Source data:
·····

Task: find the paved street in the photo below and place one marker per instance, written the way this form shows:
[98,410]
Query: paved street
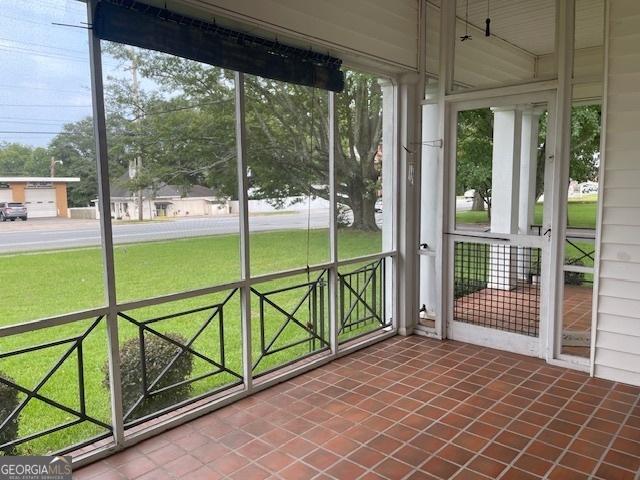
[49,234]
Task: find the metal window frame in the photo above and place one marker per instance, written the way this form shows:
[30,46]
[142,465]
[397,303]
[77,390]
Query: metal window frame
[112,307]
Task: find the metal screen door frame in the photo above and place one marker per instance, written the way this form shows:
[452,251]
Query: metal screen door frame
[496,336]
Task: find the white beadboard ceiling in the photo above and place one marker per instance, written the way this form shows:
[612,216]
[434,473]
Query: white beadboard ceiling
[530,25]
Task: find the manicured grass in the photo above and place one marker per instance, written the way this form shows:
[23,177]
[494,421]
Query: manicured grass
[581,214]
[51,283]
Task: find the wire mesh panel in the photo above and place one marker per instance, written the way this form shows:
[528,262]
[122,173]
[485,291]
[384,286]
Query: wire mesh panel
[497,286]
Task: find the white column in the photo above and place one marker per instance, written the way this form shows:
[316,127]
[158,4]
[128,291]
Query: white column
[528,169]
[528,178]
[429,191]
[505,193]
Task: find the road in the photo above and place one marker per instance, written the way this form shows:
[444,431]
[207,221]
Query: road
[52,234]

·····

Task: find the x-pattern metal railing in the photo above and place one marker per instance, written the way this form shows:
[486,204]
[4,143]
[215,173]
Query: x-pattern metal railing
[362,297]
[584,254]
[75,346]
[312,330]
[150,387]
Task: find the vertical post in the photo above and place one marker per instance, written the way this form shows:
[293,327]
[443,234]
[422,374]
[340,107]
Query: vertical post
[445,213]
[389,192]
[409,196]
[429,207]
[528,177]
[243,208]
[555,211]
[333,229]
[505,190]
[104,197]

·····

> Required task
Tally the lines of the listing that contain the string "beadboard", treating uppercase and lowercase as different, and reply with only the number.

> The answer
2